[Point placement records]
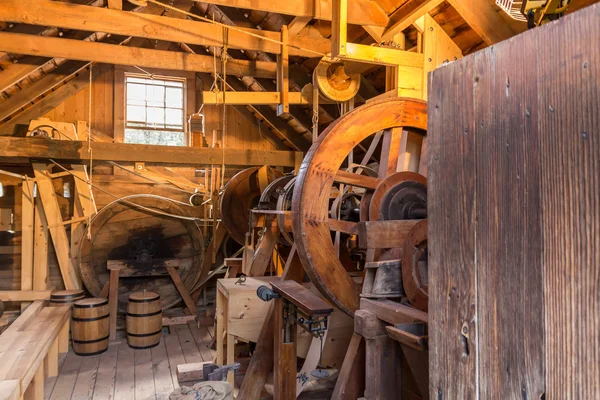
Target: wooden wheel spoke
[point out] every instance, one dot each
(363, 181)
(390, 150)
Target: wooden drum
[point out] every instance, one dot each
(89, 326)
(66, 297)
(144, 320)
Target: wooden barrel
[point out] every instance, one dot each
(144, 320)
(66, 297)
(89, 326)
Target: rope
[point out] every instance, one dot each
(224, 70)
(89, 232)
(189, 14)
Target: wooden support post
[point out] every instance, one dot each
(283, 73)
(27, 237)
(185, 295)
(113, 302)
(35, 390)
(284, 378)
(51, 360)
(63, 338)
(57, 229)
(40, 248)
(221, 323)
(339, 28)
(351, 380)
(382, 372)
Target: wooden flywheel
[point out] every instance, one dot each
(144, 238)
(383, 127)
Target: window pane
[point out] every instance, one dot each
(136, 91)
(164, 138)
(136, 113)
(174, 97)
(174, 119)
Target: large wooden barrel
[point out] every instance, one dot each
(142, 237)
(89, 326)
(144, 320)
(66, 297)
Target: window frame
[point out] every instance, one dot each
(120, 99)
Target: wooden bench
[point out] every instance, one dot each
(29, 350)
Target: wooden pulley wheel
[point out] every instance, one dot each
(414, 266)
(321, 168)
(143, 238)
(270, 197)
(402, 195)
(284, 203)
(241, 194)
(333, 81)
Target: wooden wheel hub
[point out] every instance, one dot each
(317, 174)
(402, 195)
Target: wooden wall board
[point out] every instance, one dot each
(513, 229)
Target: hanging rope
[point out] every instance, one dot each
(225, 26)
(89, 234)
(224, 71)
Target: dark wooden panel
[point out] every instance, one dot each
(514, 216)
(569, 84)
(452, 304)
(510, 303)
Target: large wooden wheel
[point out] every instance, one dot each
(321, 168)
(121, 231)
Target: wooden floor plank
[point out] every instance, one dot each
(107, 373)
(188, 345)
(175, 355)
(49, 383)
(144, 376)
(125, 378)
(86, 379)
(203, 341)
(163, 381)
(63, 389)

--

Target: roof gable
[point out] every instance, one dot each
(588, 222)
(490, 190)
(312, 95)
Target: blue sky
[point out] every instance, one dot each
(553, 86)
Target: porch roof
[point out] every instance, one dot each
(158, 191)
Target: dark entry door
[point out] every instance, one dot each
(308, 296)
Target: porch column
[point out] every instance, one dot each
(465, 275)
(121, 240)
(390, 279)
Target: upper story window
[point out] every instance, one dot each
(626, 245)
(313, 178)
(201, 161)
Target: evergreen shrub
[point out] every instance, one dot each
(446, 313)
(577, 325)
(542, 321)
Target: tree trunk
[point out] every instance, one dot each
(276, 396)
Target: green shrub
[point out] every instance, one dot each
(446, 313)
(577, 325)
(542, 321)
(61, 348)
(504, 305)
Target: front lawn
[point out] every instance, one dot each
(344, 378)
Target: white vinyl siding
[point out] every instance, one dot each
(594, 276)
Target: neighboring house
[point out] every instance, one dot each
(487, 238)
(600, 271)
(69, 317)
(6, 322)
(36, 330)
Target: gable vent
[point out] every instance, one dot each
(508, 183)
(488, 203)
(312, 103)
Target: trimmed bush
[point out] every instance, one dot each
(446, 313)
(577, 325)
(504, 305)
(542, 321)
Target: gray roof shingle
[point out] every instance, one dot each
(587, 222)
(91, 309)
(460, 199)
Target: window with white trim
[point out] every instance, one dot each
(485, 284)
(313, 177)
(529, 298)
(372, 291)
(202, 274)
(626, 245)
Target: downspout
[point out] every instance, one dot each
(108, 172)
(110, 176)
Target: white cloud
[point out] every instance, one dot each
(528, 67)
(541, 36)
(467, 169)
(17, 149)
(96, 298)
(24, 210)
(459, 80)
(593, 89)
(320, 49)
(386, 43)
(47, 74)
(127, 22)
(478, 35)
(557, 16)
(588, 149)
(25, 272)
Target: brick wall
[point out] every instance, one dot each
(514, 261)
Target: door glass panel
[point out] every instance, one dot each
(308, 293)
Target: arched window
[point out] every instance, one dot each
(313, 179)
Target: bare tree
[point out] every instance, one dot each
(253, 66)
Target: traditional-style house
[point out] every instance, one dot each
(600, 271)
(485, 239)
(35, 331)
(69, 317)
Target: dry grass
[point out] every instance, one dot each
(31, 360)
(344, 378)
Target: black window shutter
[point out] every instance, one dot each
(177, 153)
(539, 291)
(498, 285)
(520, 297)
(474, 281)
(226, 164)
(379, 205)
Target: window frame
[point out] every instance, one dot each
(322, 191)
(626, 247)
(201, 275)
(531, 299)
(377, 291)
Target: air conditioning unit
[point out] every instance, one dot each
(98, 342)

...

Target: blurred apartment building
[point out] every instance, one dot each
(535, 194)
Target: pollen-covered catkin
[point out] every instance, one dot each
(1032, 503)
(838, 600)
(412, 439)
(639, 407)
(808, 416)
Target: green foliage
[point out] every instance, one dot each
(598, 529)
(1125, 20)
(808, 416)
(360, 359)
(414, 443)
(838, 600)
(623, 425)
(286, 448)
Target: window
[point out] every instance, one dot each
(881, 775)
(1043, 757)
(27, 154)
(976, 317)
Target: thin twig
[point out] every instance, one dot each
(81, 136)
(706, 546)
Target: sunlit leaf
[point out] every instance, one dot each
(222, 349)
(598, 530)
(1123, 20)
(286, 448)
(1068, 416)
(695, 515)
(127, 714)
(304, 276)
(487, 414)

**DIRECTION:** List each line of the records above that contains the string "shrub".

**TASK OUTPUT:**
Target: evergreen shrub
Target: green shrub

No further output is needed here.